▶ [COMPITO]:
Nel brano sugli alpini, chi li accoglie al loro arrivo a Vares?

In un trasferimento Anfosso perde la borsa di cuoio con «quanto di più prezioso: documenti denaro e gli ultimi 30 pacchetti di sigarette Faro».
In qualche modo la colonna sfugge all’accerchiamento. Gli alpini arrivano a Vares dove «siamo gentilmente accolti dal parroco, che ci offre rakia, un’ottima tazza di caffelatte
ed addirittura una colazione vera, con salame». E ancora: «Il giorno successivo visita degli ufficiali a signora italiana, moglie del dottore locale in una casa ben riscaldata a parlare la nostra lingua davanti ad un caffè ed un bicchiere di liquore che ci riportano con pensiero nostalgico alle nostre contrade».
Non mancano momenti di tensione e incomprensione con i partigiani slavi.
Riflette il colonnello: «Quasi quattro mesi di lotta, disagi inenarrabili, battaglie a fianco dei partigiani non sono servite a risollevare di fronte a queste gente il buon nome del soldato taliano».

Voci del dataset

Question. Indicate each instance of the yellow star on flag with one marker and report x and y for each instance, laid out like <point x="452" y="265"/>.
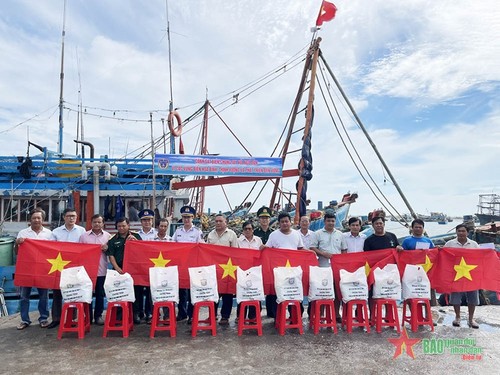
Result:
<point x="58" y="263"/>
<point x="463" y="270"/>
<point x="160" y="261"/>
<point x="367" y="268"/>
<point x="427" y="265"/>
<point x="229" y="269"/>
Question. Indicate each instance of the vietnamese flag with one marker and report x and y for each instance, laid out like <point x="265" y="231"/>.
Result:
<point x="352" y="261"/>
<point x="39" y="263"/>
<point x="425" y="258"/>
<point x="227" y="260"/>
<point x="141" y="255"/>
<point x="272" y="258"/>
<point x="326" y="13"/>
<point x="461" y="270"/>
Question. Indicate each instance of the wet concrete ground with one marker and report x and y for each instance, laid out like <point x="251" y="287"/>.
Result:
<point x="36" y="351"/>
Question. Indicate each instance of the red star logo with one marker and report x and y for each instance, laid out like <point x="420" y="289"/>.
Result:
<point x="404" y="344"/>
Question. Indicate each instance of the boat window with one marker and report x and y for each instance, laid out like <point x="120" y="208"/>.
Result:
<point x="11" y="209"/>
<point x="27" y="205"/>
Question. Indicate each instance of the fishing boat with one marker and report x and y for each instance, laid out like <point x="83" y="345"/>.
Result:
<point x="488" y="208"/>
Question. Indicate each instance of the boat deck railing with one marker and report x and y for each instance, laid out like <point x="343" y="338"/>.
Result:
<point x="57" y="171"/>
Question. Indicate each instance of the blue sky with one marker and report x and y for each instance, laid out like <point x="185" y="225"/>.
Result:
<point x="422" y="75"/>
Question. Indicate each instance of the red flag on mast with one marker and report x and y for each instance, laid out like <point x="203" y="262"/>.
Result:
<point x="326" y="13"/>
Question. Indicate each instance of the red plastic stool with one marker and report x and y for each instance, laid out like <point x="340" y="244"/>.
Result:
<point x="295" y="320"/>
<point x="205" y="324"/>
<point x="82" y="322"/>
<point x="390" y="319"/>
<point x="252" y="323"/>
<point x="165" y="324"/>
<point x="322" y="315"/>
<point x="125" y="325"/>
<point x="361" y="317"/>
<point x="420" y="313"/>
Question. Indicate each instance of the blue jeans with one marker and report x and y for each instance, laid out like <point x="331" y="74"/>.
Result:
<point x="43" y="304"/>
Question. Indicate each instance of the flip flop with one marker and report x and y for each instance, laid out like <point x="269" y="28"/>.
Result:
<point x="22" y="326"/>
<point x="473" y="324"/>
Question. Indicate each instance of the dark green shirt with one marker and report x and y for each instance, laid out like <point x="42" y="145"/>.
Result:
<point x="116" y="247"/>
<point x="264" y="236"/>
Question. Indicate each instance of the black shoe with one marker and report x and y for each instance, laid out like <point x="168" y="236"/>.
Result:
<point x="53" y="324"/>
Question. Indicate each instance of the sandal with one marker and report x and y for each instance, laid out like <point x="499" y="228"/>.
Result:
<point x="473" y="324"/>
<point x="22" y="326"/>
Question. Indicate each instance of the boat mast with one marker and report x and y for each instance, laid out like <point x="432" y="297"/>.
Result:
<point x="307" y="129"/>
<point x="295" y="110"/>
<point x="61" y="77"/>
<point x="363" y="129"/>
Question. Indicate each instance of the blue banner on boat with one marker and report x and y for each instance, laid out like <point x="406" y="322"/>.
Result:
<point x="207" y="165"/>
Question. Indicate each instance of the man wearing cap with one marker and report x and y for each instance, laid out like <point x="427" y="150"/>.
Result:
<point x="263" y="231"/>
<point x="116" y="251"/>
<point x="326" y="242"/>
<point x="186" y="233"/>
<point x="381" y="239"/>
<point x="355" y="240"/>
<point x="162" y="234"/>
<point x="284" y="238"/>
<point x="223" y="236"/>
<point x="147" y="233"/>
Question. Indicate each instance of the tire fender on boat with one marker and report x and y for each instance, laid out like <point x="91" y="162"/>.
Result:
<point x="178" y="130"/>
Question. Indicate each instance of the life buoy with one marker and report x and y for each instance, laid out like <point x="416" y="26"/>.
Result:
<point x="174" y="131"/>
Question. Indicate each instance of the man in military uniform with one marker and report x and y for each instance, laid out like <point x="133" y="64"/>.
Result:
<point x="186" y="233"/>
<point x="116" y="249"/>
<point x="263" y="231"/>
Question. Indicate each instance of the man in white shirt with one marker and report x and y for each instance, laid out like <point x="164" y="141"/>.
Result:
<point x="162" y="234"/>
<point x="326" y="242"/>
<point x="187" y="233"/>
<point x="284" y="238"/>
<point x="248" y="240"/>
<point x="35" y="231"/>
<point x="69" y="232"/>
<point x="462" y="242"/>
<point x="143" y="303"/>
<point x="354" y="239"/>
<point x="98" y="236"/>
<point x="305" y="232"/>
<point x="223" y="236"/>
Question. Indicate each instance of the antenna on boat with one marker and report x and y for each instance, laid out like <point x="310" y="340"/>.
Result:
<point x="61" y="76"/>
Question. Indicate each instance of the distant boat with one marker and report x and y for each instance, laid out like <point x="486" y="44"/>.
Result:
<point x="488" y="208"/>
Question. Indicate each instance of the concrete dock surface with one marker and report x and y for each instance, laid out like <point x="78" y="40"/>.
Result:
<point x="38" y="351"/>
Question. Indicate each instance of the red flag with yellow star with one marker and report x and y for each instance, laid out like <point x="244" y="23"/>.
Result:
<point x="461" y="270"/>
<point x="140" y="256"/>
<point x="227" y="260"/>
<point x="39" y="263"/>
<point x="272" y="258"/>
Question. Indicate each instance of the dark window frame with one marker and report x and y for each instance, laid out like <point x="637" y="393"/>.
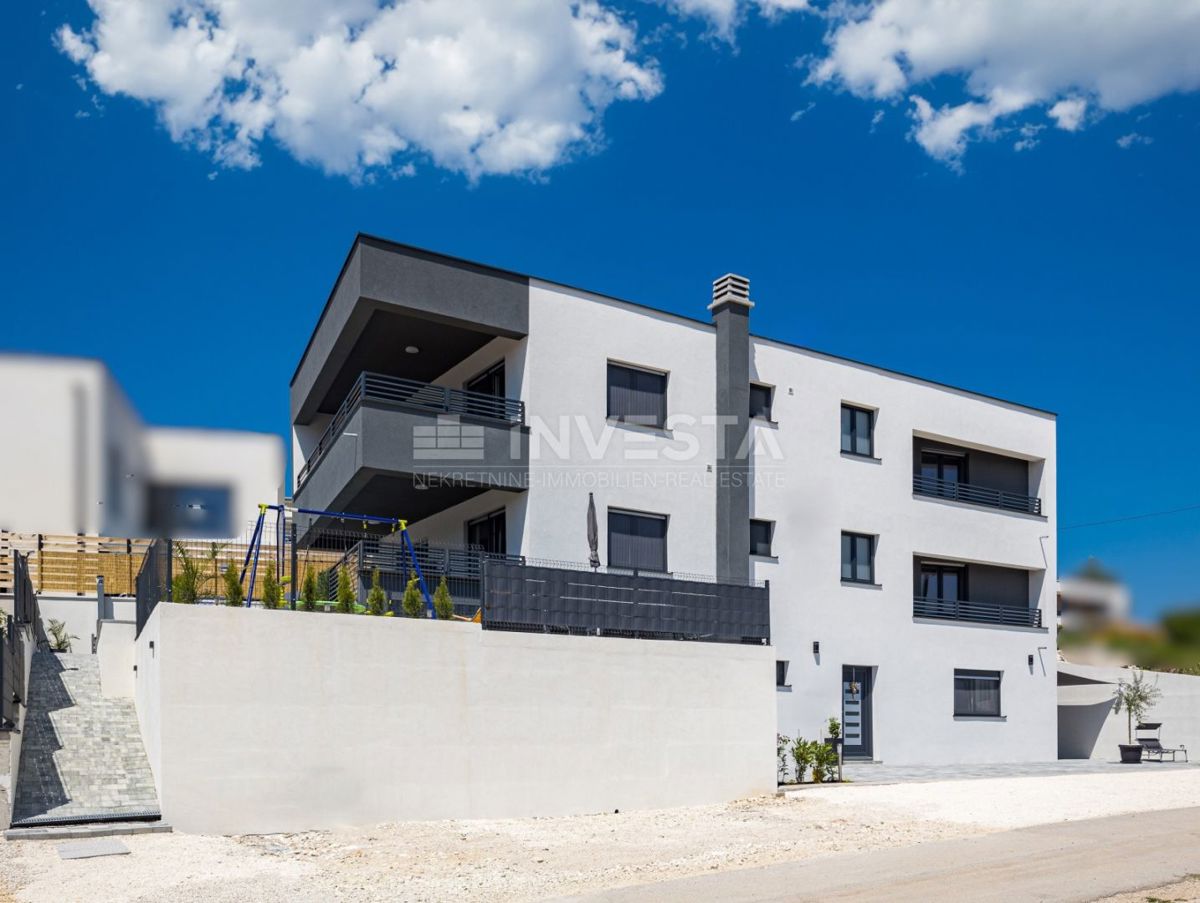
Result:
<point x="967" y="674"/>
<point x="768" y="408"/>
<point x="853" y="557"/>
<point x="489" y="371"/>
<point x="855" y="410"/>
<point x="781" y="665"/>
<point x="646" y="515"/>
<point x="771" y="538"/>
<point x="660" y="418"/>
<point x="941" y="570"/>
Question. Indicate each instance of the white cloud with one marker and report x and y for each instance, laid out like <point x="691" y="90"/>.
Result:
<point x="1068" y="114"/>
<point x="1127" y="141"/>
<point x="1011" y="55"/>
<point x="475" y="85"/>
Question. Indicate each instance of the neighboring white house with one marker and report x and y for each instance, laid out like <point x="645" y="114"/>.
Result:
<point x="906" y="527"/>
<point x="77" y="458"/>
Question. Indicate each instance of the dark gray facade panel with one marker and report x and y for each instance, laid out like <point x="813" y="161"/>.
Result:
<point x="732" y="322"/>
<point x="383" y="276"/>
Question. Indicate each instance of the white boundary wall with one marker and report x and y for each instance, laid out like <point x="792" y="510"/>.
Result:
<point x="1089" y="728"/>
<point x="263" y="721"/>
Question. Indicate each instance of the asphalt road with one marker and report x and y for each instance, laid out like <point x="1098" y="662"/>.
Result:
<point x="1066" y="861"/>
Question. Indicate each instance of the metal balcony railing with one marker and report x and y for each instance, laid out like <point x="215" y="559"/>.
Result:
<point x="984" y="613"/>
<point x="414" y="395"/>
<point x="975" y="495"/>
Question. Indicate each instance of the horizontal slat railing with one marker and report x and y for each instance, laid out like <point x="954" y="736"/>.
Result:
<point x="417" y="395"/>
<point x="976" y="495"/>
<point x="984" y="613"/>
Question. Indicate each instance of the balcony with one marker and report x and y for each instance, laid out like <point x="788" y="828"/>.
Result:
<point x="414" y="395"/>
<point x="983" y="613"/>
<point x="407" y="448"/>
<point x="971" y="494"/>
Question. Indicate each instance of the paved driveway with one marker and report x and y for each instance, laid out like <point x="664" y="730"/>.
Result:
<point x="1068" y="861"/>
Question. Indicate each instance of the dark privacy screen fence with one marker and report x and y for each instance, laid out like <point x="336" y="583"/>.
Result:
<point x="557" y="599"/>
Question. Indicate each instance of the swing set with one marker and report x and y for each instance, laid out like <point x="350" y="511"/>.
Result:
<point x="256" y="543"/>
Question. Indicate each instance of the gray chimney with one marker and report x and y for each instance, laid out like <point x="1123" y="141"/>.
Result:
<point x="731" y="317"/>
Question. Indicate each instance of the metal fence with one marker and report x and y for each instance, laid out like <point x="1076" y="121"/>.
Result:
<point x="17" y="627"/>
<point x="576" y="600"/>
<point x="153" y="580"/>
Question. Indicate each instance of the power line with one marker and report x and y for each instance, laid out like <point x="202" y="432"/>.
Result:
<point x="1132" y="516"/>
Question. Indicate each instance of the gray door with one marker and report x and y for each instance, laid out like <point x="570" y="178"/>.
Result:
<point x="856" y="711"/>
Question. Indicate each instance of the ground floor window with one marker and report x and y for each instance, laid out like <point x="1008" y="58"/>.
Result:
<point x="977" y="693"/>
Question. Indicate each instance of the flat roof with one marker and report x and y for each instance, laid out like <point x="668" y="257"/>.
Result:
<point x="451" y="258"/>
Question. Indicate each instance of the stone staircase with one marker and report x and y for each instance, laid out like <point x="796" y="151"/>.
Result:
<point x="82" y="759"/>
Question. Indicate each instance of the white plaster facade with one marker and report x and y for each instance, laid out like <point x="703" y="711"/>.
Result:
<point x="811" y="491"/>
<point x="83" y="461"/>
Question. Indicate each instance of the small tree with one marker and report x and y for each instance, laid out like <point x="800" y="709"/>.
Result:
<point x="309" y="591"/>
<point x="442" y="602"/>
<point x="345" y="591"/>
<point x="377" y="602"/>
<point x="804" y="753"/>
<point x="783" y="746"/>
<point x="189" y="579"/>
<point x="1137" y="698"/>
<point x="413" y="604"/>
<point x="271" y="593"/>
<point x="234" y="594"/>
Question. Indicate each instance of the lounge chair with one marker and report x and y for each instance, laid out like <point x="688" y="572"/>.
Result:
<point x="1152" y="748"/>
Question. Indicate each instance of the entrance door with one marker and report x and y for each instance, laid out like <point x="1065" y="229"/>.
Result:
<point x="856" y="712"/>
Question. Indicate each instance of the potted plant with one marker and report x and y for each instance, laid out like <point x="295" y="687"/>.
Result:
<point x="1137" y="698"/>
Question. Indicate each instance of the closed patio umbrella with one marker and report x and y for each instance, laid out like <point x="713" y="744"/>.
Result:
<point x="593" y="533"/>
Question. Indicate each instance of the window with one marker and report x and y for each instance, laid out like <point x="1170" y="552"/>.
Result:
<point x="489" y="532"/>
<point x="857" y="431"/>
<point x="637" y="540"/>
<point x="858" y="557"/>
<point x="977" y="693"/>
<point x="637" y="396"/>
<point x="760" y="400"/>
<point x="781" y="674"/>
<point x="761" y="532"/>
<point x="942" y="581"/>
<point x="943" y="466"/>
<point x="490" y="382"/>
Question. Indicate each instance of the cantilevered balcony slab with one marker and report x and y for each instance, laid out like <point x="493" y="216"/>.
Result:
<point x="405" y="449"/>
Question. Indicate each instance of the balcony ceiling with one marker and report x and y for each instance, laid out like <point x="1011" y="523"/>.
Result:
<point x="381" y="348"/>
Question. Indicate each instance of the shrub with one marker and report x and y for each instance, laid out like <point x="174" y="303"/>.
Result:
<point x="271" y="592"/>
<point x="185" y="585"/>
<point x="309" y="591"/>
<point x="413" y="602"/>
<point x="377" y="602"/>
<point x="803" y="754"/>
<point x="234" y="594"/>
<point x="783" y="745"/>
<point x="60" y="640"/>
<point x="345" y="591"/>
<point x="825" y="761"/>
<point x="442" y="602"/>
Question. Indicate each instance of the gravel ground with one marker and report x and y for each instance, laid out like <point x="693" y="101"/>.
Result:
<point x="510" y="859"/>
<point x="1186" y="891"/>
<point x="539" y="859"/>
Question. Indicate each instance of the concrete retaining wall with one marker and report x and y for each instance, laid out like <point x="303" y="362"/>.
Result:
<point x="1090" y="729"/>
<point x="263" y="721"/>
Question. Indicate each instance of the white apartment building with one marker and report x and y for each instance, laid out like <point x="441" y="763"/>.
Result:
<point x="78" y="459"/>
<point x="906" y="527"/>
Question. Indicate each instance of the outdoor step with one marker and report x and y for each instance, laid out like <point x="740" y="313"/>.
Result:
<point x="82" y="758"/>
<point x="69" y="832"/>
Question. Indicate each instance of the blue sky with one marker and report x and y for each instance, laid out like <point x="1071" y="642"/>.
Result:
<point x="1062" y="274"/>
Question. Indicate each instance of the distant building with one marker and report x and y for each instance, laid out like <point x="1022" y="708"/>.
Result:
<point x="76" y="458"/>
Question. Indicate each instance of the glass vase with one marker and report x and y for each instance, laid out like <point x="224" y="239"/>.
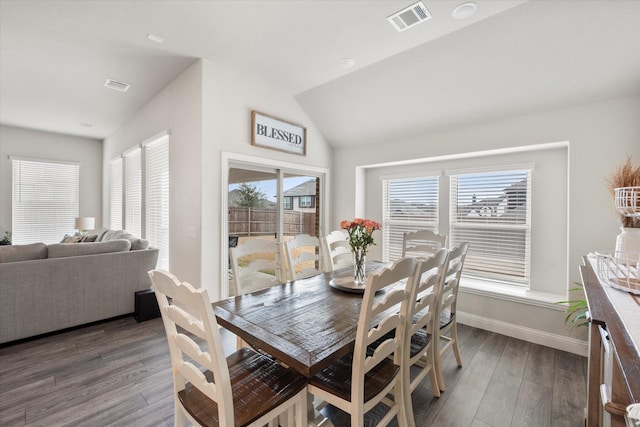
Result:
<point x="358" y="266"/>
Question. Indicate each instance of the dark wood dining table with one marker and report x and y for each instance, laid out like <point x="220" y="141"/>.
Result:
<point x="305" y="324"/>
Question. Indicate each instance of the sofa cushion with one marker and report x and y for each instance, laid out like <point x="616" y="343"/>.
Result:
<point x="61" y="250"/>
<point x="9" y="253"/>
<point x="136" y="243"/>
<point x="76" y="238"/>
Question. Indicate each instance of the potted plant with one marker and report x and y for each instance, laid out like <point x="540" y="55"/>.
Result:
<point x="6" y="240"/>
<point x="624" y="185"/>
<point x="577" y="309"/>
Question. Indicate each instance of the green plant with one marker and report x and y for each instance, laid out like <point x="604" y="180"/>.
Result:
<point x="577" y="309"/>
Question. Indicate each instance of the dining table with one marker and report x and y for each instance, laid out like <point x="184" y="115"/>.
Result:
<point x="305" y="324"/>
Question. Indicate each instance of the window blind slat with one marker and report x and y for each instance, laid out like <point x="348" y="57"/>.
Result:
<point x="45" y="199"/>
<point x="409" y="204"/>
<point x="492" y="212"/>
<point x="116" y="194"/>
<point x="133" y="192"/>
<point x="157" y="198"/>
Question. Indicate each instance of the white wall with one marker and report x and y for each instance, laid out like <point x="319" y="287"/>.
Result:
<point x="34" y="144"/>
<point x="600" y="136"/>
<point x="229" y="97"/>
<point x="177" y="109"/>
<point x="207" y="111"/>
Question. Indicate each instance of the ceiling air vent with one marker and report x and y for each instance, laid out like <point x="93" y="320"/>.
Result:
<point x="116" y="85"/>
<point x="409" y="16"/>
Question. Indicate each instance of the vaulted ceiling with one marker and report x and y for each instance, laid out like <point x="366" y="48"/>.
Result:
<point x="509" y="58"/>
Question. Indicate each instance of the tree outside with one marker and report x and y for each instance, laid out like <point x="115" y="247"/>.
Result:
<point x="249" y="196"/>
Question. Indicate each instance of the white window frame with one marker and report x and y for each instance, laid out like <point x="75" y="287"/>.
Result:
<point x="511" y="242"/>
<point x="394" y="226"/>
<point x="42" y="209"/>
<point x="135" y="191"/>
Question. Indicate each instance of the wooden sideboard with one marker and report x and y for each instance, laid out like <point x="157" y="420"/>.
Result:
<point x="614" y="359"/>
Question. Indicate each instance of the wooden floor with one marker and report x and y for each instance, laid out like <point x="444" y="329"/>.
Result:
<point x="118" y="373"/>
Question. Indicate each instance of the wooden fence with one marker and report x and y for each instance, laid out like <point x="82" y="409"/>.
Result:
<point x="262" y="222"/>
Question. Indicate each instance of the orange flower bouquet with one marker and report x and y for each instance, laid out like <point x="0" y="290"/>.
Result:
<point x="360" y="238"/>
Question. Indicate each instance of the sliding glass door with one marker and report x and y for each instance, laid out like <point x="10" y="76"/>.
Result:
<point x="271" y="203"/>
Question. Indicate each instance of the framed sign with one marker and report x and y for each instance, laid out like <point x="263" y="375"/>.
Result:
<point x="270" y="132"/>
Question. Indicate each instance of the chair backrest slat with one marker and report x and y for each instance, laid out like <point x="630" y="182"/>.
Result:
<point x="422" y="243"/>
<point x="304" y="257"/>
<point x="386" y="293"/>
<point x="256" y="264"/>
<point x="337" y="252"/>
<point x="200" y="359"/>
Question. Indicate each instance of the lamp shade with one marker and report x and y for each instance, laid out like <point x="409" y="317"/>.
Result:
<point x="85" y="223"/>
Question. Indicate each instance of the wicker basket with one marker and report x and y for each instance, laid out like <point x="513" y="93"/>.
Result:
<point x="620" y="271"/>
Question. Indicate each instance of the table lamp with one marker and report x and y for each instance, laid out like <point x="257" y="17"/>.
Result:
<point x="84" y="223"/>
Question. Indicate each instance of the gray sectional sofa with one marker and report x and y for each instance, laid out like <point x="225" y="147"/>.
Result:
<point x="45" y="288"/>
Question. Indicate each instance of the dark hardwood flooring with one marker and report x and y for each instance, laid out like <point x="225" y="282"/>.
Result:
<point x="118" y="373"/>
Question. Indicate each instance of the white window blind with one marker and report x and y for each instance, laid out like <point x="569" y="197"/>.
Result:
<point x="116" y="194"/>
<point x="45" y="198"/>
<point x="492" y="211"/>
<point x="133" y="191"/>
<point x="157" y="198"/>
<point x="409" y="204"/>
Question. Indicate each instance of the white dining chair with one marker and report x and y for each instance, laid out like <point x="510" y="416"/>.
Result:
<point x="364" y="378"/>
<point x="256" y="264"/>
<point x="447" y="302"/>
<point x="209" y="389"/>
<point x="303" y="256"/>
<point x="421" y="321"/>
<point x="422" y="243"/>
<point x="337" y="251"/>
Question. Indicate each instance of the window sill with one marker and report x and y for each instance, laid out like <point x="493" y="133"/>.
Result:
<point x="512" y="293"/>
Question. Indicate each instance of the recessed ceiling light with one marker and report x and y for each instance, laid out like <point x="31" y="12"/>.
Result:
<point x="346" y="62"/>
<point x="116" y="85"/>
<point x="463" y="11"/>
<point x="155" y="38"/>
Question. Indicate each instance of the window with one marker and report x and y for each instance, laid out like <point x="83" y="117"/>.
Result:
<point x="157" y="198"/>
<point x="140" y="194"/>
<point x="409" y="204"/>
<point x="306" y="202"/>
<point x="489" y="209"/>
<point x="45" y="198"/>
<point x="492" y="212"/>
<point x="287" y="203"/>
<point x="133" y="191"/>
<point x="116" y="194"/>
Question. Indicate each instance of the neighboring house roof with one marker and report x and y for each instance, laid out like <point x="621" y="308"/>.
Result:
<point x="234" y="196"/>
<point x="307" y="188"/>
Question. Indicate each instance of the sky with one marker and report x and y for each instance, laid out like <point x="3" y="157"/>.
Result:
<point x="269" y="186"/>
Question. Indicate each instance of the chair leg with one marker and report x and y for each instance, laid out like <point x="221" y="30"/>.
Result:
<point x="403" y="400"/>
<point x="432" y="373"/>
<point x="301" y="410"/>
<point x="406" y="390"/>
<point x="454" y="340"/>
<point x="179" y="418"/>
<point x="437" y="365"/>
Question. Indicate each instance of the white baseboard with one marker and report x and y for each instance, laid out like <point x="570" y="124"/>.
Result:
<point x="559" y="342"/>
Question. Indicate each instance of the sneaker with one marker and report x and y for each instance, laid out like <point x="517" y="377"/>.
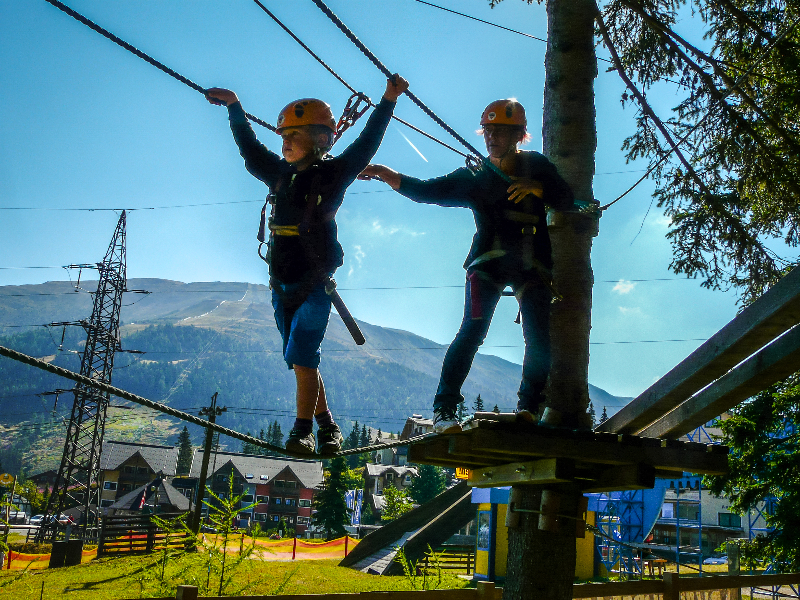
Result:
<point x="527" y="416"/>
<point x="300" y="442"/>
<point x="445" y="420"/>
<point x="330" y="439"/>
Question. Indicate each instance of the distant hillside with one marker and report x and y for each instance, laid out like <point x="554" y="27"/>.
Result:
<point x="202" y="338"/>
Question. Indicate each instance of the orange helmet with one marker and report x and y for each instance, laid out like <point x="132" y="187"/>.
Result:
<point x="306" y="111"/>
<point x="505" y="112"/>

▶ [SOLUZIONE SVOLTA]:
Il parroco, che li accoglie gentilmente e offre loro rakia, un'ottima tazza di caffelatte e una colazione con salame.